** Opening Excerpt provided block **

Frequently Asked Questions
Language Issues
Q: Why is the language detected incorrectly or the transcription quality poor for some languages?
A: This can happen in two scenarios:
- If you are specifying a language and it is incorrect, pass an empty string for the
Language
parameter to allow the model to auto-detect the language. - If you are already passing an empty string and the issue persists, specify the correct language explicitly.
Q: Why is the transcription inconsistent when there are multiple languages spoken in the audio?
A: Enable the multilingual flag, but be aware that initial segments may have inconsistencies. Set the Language
parameter to an empty string and include "Multilingual": True
in the payload.
Q: Why is the model not detecting the language correctly, resulting in transcription in the wrong language?
A: The model may sometimes struggle with automatic language detection. To improve recognition, add an initial prompt
in the expected language, such as "यह बातचीत हिंदी में है"
for Hindi or "ಈ ಸಂಭಾಷಣೆ ಕನ್ನಡದಲ್ಲಿದೆ"
for Kannada.
Diarization Issues
Q: Why is the diarization not matching with transcription timestamps or showing incorrect timestamps?
A: Diarization is handled by a separate model that relies on transcription results. This can lead to cases where two transcriptions spoken by one speaker are combined into a single segment, affecting timestamps. Additionally, if the without_timestamps
parameter is incorrectly set, it may cause misalignment. Ensure without_timestamps
is set to False
, resend the request, and check if the diarization timestamps align correctly. Note that OpenAI models do not support diarization directly.
Q: Why are incorrect speaker IDs assigned during diarization?
A: Set max speakers and min speakers to the actual number of speakers in the audio. Providing an arbitrary number can lead to incorrect speaker assignments.
Hallucination Issues
Q: What causes repeated transcript/ hallucination in transcription?
A: Hallucinations can occur due to an initial prompt influencing the output, noisy audio, incorrect language selection, or Voice Activity Detection (VAD) settings. To reduce hallucinations, try:
- Removing or refining the initial prompt.

** Closing Excerpt provided block **
** Opening Entries supplied block **

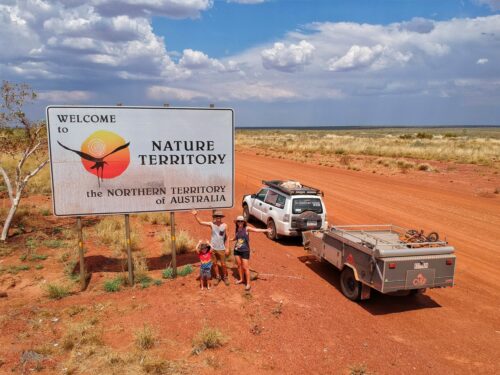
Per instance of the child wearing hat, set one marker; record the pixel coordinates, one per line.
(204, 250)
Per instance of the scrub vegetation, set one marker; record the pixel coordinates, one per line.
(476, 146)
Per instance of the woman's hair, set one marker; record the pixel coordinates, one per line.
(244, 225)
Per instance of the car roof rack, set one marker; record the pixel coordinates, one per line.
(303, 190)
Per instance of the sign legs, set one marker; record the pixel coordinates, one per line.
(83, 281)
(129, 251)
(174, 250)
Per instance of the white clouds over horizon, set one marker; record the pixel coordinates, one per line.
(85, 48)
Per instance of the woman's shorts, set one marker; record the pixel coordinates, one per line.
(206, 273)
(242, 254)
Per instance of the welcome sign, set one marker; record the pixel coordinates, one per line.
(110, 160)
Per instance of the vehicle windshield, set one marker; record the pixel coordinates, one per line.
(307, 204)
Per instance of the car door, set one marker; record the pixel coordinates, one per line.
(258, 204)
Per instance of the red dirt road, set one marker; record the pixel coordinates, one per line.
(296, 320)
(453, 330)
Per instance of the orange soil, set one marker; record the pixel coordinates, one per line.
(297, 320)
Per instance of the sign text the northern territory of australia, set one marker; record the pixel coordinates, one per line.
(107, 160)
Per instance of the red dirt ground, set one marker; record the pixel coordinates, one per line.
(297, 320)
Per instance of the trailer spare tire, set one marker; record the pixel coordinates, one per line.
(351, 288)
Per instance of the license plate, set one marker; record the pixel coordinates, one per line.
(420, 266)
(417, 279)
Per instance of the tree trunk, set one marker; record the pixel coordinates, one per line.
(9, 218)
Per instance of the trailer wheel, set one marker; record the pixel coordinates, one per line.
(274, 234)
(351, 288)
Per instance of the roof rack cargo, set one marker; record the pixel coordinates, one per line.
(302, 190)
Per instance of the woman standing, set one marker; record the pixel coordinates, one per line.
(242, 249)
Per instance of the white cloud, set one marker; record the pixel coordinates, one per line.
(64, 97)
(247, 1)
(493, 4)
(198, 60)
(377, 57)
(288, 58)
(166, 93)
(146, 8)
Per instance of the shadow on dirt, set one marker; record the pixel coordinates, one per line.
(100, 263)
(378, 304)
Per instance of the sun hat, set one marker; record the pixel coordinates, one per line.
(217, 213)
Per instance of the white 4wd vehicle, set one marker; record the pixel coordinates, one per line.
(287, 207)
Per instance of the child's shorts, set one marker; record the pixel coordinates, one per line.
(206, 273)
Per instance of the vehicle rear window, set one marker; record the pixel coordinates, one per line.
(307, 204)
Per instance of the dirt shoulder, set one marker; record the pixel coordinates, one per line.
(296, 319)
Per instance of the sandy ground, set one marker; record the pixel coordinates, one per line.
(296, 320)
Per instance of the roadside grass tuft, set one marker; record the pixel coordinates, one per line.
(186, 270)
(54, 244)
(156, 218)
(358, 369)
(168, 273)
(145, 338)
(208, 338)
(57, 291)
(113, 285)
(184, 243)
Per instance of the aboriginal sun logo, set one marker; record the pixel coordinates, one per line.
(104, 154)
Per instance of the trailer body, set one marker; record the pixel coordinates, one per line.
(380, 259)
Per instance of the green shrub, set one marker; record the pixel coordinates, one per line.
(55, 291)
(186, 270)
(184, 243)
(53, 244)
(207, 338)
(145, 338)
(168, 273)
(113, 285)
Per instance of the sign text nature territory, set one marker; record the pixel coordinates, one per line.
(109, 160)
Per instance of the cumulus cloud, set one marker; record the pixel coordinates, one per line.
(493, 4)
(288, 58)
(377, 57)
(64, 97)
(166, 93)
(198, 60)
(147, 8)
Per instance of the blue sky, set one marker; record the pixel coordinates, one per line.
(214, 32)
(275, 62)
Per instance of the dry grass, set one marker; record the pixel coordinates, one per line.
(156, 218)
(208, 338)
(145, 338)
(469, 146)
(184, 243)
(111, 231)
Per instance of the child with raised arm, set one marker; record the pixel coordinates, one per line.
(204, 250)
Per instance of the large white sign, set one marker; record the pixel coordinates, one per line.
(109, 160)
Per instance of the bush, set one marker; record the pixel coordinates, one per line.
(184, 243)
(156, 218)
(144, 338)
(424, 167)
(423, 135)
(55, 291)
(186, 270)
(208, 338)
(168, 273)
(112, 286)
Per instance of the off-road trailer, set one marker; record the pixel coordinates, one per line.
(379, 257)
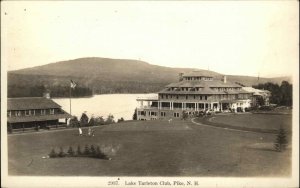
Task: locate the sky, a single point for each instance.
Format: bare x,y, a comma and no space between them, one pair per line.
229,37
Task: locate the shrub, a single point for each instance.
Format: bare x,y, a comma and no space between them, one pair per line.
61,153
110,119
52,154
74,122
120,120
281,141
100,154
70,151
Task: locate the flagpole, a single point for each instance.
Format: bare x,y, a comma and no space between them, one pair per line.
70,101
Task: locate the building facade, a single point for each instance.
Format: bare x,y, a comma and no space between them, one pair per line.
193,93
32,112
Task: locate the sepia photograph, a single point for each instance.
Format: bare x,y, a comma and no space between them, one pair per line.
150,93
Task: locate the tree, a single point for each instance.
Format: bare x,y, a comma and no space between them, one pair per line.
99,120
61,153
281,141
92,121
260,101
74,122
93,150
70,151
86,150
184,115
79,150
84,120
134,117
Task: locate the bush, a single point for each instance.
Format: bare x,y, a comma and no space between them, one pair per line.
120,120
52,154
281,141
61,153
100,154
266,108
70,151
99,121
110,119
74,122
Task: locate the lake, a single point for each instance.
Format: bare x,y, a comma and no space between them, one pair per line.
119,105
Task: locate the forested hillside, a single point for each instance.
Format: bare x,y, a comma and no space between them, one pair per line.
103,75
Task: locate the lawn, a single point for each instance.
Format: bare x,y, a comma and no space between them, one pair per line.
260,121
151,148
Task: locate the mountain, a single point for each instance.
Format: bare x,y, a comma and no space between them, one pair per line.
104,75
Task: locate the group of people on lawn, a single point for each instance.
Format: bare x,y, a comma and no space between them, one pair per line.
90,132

** Closing Entries supplied block **

*Brief 1:* According to the transcription FAQ, what can cause hallucinations in a transcription? List every cause it names.
*Brief 2:* Pick up the transcription FAQ right after its last line and keep writing it.
The data above is separate material and has no connection to the transcription FAQ.

*Response box 1:*
- An initial prompt influencing the output
- Noisy audio
- Incorrect language selection
- Voice Activity Detection (VAD) settings

*Response box 2:*
- Improving audio quality by reducing background noise.
- Ensuring the correct language is selected.
- Tuning VAD parameters for better segmentation.
For details on VAD parameters, refer to VAD Parameter Tuning documentation.
Incorrect Transcriptions
Q: Why is the model output different from the expected format (translation vs. transcription)?
A: Set the task to translate
for an English output or transcribe
to get the text in the original language.
Q: Why are transcriptions incorrect on the Streaming Endpoint?
A: For streaming, his may happen due to mismatched audio format, sampling rate, or chunk size. Ensure the source audio is in the correct format (e.g., pcml) and not in the default, potentially mismatched format (e.g., wav or mp3) and matches the expected sampling rate and chunk size.
Missing Transcriptions
Q: Why are some parts of the transcription missing?
A: The issue could be due to incorrect VAD settings. Additionally, if the audio has long pauses, adjust the VAD onset
to compensate for initial silence and ensure proper transcription
Q: How do VAD settings affect transcription, and how can I improve missing transcriptions?
A: Improper VAD settings can impact transcription quality. Adjust onset and offset values and fine-tune them based on audio quality. Different VAD settings may be needed depending on the type and noise level of the audio.